**Document excerpt:**
——
Survivor Function vs. Hazard Function

Question

I'm attempting to understand what the survivor and hazard functions describe under a non-traditional context. I have data comprising distances between successive points on a line ($1D$ vector):

Traditionally in my field, such data is fitted with a gamma-distribution in an attempt to describe the distribution of the points. For example, such data may yield a best-fit (MLE) gamma of $\alpha = 3.5$, $\beta = 450$. In plotting this distribution as a survivor function, I obtain:

And as a hazard function:

Under this context, what is each plot describing? It was my understanding that the hazard function could be understood as describing the probability of finding another point when a point already exists at $x(0)$ i.e. the further away from a pre-existing point you go, the higher the chance is that you will encounter another point. However, I am not entirely sure if this is correct.

With regards to the survivor function, I'm struggling to translate the typical descriptions of it (regarding time, populations etc.) into a more applicable understanding.

Any help would be greatly appreciated.

Answer 1

The theory about survival analysis usually regards time to event data, but I would say that the concepts can be transferred here without loss of generality.

You usually have (referring to the wiki article: wiki )

$S(t) = P(T>t)$ = survival function, which is basically the probability that the event has not happened yet at time t, where the event could be the death of a patient or the malfunction of some machinery and T is the random variable describing it.
——
**Recorded data:**
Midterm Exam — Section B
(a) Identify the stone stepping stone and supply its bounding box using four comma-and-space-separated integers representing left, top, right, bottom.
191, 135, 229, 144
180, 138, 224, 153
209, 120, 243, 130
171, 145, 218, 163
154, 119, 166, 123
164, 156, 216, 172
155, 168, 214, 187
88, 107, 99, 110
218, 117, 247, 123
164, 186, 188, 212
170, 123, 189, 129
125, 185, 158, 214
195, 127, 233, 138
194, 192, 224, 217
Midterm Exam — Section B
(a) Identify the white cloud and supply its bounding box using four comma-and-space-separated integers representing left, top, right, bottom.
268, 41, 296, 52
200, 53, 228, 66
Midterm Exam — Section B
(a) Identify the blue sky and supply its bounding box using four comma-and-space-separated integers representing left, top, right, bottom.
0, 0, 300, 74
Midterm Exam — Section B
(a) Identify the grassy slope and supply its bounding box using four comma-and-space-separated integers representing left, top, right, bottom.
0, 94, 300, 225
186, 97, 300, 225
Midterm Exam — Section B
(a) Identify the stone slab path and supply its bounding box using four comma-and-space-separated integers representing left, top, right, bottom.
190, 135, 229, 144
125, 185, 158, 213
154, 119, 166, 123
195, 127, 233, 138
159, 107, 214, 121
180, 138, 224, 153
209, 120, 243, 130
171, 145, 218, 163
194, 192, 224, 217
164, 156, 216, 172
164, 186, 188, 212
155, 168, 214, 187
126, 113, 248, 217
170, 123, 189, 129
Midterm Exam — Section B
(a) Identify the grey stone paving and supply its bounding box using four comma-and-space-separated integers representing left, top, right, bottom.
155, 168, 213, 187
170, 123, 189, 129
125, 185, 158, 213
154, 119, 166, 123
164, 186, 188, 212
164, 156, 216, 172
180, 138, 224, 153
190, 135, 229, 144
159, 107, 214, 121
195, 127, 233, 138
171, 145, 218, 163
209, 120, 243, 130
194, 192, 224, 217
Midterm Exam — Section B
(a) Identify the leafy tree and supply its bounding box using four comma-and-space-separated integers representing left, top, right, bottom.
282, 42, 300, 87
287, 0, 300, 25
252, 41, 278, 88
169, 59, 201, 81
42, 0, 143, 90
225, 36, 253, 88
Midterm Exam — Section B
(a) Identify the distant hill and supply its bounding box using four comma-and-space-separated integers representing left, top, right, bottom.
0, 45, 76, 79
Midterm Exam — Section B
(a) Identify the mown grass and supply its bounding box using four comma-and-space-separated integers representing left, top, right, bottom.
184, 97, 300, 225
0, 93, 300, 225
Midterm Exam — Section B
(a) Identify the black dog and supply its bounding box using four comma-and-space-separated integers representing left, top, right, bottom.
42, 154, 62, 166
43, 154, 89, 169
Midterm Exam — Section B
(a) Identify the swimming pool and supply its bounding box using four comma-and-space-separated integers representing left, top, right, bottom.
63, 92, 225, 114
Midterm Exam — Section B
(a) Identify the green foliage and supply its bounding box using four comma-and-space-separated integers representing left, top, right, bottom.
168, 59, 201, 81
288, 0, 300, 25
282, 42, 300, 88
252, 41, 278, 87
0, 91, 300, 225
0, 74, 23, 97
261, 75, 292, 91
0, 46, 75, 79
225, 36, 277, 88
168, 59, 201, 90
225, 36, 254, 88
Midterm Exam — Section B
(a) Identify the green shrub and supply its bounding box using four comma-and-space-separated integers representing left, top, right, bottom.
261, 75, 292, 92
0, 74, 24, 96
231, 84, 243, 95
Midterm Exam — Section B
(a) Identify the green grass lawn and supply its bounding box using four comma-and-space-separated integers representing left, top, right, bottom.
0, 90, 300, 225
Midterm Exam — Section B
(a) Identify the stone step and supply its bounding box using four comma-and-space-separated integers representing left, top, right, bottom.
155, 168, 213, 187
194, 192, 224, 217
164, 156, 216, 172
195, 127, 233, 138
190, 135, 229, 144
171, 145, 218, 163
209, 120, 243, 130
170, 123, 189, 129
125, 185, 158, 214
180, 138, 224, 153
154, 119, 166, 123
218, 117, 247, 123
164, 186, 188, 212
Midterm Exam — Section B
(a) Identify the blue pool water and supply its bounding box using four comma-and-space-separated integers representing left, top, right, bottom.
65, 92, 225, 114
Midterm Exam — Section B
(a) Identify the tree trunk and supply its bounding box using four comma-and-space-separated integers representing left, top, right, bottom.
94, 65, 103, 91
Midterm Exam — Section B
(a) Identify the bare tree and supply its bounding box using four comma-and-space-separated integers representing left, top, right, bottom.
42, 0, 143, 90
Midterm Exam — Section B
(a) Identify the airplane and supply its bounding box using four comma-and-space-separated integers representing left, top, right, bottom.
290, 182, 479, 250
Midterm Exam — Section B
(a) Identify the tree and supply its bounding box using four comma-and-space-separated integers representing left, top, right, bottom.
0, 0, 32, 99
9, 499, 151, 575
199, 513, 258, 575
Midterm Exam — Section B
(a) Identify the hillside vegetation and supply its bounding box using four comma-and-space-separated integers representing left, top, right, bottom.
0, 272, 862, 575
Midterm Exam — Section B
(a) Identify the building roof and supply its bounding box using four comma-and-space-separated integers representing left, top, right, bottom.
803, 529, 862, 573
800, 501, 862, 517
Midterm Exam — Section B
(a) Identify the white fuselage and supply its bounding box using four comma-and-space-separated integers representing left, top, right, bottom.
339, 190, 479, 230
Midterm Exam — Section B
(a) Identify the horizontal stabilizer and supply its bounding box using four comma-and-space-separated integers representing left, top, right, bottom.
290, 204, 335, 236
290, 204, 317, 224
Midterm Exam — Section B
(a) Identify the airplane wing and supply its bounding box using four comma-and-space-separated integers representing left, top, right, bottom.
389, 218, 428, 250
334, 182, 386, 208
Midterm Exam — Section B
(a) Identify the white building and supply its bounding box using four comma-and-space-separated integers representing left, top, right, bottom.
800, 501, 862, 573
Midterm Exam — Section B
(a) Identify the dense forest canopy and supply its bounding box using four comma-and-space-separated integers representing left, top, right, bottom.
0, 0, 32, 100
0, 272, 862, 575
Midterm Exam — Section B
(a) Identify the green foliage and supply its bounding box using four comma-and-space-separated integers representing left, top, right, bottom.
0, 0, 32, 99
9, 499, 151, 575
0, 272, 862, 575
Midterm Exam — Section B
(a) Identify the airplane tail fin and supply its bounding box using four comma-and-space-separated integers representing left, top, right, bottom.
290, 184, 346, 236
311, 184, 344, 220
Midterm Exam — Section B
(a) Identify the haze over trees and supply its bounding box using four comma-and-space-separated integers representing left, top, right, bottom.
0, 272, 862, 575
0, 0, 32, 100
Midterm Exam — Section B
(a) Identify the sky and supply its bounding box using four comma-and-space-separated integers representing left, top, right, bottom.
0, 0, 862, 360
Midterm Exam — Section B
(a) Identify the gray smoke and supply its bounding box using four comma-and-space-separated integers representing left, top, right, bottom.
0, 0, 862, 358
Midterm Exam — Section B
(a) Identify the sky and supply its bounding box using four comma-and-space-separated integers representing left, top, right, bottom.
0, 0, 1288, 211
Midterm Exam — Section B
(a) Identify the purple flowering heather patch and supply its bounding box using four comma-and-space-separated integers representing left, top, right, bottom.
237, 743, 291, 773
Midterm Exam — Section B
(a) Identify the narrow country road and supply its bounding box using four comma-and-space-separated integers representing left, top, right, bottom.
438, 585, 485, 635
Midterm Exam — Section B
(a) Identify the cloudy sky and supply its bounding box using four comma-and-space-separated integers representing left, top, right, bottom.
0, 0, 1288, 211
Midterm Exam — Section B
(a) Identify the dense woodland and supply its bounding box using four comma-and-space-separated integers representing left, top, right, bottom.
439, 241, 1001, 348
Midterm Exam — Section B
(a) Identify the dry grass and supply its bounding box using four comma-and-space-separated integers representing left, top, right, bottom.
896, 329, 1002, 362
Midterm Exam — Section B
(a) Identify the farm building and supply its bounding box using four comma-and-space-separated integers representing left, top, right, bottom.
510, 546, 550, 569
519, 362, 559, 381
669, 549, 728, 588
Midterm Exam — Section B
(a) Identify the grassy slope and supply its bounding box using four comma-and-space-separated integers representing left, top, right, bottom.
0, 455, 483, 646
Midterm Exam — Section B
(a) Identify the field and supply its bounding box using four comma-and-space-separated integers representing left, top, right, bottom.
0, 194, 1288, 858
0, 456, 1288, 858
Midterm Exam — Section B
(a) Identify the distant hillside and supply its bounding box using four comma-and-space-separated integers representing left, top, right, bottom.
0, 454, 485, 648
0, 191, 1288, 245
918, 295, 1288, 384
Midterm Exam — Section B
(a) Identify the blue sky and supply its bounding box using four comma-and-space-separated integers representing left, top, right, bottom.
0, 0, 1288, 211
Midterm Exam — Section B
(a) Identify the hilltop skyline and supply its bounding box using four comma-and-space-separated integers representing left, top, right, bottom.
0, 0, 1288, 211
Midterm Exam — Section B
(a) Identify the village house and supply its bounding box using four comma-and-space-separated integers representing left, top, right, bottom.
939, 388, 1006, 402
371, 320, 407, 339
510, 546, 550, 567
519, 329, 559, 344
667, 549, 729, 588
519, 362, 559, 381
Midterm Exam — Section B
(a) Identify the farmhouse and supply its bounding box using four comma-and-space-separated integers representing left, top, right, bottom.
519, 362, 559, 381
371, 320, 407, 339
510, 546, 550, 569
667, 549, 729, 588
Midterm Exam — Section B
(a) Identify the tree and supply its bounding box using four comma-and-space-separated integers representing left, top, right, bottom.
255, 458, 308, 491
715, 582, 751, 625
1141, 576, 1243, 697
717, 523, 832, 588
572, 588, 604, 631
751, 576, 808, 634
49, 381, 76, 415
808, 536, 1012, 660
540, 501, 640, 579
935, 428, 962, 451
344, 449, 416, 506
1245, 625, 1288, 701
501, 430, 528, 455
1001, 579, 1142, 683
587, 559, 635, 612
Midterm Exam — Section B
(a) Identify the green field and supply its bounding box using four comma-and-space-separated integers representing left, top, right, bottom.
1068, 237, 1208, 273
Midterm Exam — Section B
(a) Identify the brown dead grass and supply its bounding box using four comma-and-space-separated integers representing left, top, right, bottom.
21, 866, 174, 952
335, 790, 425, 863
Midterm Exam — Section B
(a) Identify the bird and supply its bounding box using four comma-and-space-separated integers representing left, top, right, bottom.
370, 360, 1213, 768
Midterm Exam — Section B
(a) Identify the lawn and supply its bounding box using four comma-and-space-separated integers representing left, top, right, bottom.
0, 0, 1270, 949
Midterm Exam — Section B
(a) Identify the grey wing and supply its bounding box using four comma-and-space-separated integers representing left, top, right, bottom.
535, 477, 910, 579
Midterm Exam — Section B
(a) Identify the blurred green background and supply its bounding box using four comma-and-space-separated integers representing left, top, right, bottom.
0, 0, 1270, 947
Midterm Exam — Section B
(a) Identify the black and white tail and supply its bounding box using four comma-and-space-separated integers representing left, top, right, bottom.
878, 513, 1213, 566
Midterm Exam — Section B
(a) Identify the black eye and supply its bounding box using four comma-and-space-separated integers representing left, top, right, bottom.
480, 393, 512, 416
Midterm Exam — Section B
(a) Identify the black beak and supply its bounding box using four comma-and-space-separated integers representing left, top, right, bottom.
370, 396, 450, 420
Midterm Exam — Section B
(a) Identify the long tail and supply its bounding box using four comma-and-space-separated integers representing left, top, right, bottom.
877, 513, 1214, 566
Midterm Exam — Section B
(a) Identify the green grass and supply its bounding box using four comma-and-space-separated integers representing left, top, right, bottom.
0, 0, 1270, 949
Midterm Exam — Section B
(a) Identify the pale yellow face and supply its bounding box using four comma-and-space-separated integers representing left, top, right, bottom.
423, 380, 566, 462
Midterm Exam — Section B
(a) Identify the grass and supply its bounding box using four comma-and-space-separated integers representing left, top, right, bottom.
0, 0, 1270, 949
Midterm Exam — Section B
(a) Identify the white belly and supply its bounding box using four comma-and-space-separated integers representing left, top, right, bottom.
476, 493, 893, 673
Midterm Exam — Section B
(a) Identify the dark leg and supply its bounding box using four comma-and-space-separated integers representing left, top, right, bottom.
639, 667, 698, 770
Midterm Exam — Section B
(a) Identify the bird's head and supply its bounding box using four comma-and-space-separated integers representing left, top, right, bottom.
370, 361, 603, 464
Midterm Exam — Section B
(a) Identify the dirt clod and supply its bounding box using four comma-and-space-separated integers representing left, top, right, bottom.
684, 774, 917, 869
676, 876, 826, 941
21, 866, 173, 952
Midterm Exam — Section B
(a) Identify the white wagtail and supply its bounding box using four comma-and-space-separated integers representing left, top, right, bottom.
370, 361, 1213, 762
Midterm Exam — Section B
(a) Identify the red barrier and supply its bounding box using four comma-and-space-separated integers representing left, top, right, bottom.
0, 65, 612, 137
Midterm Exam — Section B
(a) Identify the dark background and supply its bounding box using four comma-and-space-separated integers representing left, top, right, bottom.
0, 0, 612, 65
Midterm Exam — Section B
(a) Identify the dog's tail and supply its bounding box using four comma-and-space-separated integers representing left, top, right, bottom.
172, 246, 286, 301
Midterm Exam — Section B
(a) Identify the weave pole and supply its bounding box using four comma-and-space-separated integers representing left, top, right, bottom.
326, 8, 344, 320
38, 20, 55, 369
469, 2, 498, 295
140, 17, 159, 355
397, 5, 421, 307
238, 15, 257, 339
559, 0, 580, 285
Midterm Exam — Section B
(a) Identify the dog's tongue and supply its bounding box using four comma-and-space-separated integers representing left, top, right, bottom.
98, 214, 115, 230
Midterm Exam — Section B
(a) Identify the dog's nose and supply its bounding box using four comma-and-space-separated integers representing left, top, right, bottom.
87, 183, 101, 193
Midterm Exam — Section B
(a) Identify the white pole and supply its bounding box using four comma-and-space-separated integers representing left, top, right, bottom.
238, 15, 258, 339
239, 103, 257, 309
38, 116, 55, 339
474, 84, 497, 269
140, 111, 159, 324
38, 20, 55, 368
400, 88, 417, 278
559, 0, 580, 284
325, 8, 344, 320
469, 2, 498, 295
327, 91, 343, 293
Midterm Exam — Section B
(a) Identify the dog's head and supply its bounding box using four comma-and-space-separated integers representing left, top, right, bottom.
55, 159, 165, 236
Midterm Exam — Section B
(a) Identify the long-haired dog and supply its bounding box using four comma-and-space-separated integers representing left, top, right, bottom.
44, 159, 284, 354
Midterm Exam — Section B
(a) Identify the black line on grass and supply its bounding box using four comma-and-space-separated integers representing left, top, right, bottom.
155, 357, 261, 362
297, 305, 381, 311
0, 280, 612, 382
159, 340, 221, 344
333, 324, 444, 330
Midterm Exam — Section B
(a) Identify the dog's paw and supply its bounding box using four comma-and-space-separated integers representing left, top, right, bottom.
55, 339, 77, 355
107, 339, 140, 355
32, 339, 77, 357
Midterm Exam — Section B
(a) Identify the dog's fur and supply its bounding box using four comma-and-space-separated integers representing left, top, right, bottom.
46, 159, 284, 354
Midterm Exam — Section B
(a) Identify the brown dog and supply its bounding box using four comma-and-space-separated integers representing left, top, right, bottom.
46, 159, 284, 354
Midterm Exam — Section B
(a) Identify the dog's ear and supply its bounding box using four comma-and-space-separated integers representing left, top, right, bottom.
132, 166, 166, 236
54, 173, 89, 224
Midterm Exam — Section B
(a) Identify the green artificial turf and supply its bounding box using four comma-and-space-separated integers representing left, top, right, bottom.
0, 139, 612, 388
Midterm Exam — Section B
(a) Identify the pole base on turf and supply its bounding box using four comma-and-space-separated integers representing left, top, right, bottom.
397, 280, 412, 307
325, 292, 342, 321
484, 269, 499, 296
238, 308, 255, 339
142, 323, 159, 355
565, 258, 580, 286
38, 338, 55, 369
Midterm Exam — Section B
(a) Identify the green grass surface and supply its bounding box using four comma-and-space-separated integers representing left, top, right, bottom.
——
**Work to complete:**
1. In the forum thread on survivor and hazard functions, what best-fit gamma parameters are given as an example?
2. Reproduce the part of the forum thread on survivor and hazard functions that begins at the words "Traditionally in my" and stops after the words "be greatly appreciated.".
3. Carry on the forum thread on survivor and hazard functions from its last sentence.

**Task-by-task results:**
1. α = 3.5 and β = 450

2.
Traditionally in my field, such data is fitted with a gamma-distribution in an attempt to describe the distribution of the points. For example, such data may yield a best-fit (MLE) gamma of $\alpha = 3.5$, $\beta = 450$. In plotting this distribution as a survivor function, I obtain:

And as a hazard function:

Under this context, what is each plot describing? It was my understanding that the hazard function could be understood as describing the probability of finding another point when a point already exists at $x(0)$ i.e. the further away from a pre-existing point you go, the higher the chance is that you will encounter another point. However, I am not entirely sure if this is correct.

With regards to the survivor function, I'm struggling to translate the typical descriptions of it (regarding time, populations etc.) into a more applicable understanding.

Any help would be greatly appreciated.

3.
$h(t) = lim_{dt \to 0} \frac{P(t \leq T<t+dt)}{dt*S(t)} = - \frac{S'(t)}{S(t)}$ is the hazard function and from wiki Suppose that an item has survived for a time t and we desire the probability that it will not survive for an additional time dt: this is the hazard function/rate.

You usually assume that $T_i$ time of death of patient i, is independent from $T_j$ time of death of patient j, for any $j \neq i$.

So i would Say that you could define a set of independent R.V. $X_i$ = distance where I occur in point i, measured from i-1 with $i=1,..,n$, where $n$ = number of points (not considering the first one).Being independent means that the distance between point $i$ and $j$ does not depend on the distances between any other 2 points.

Given this assumptions I'd say:

$D(x)=P(X>x)$ is your 'survival function'.

$h(x) = -\frac{D'(x)}{D(x)}$ is your hazard rate/function.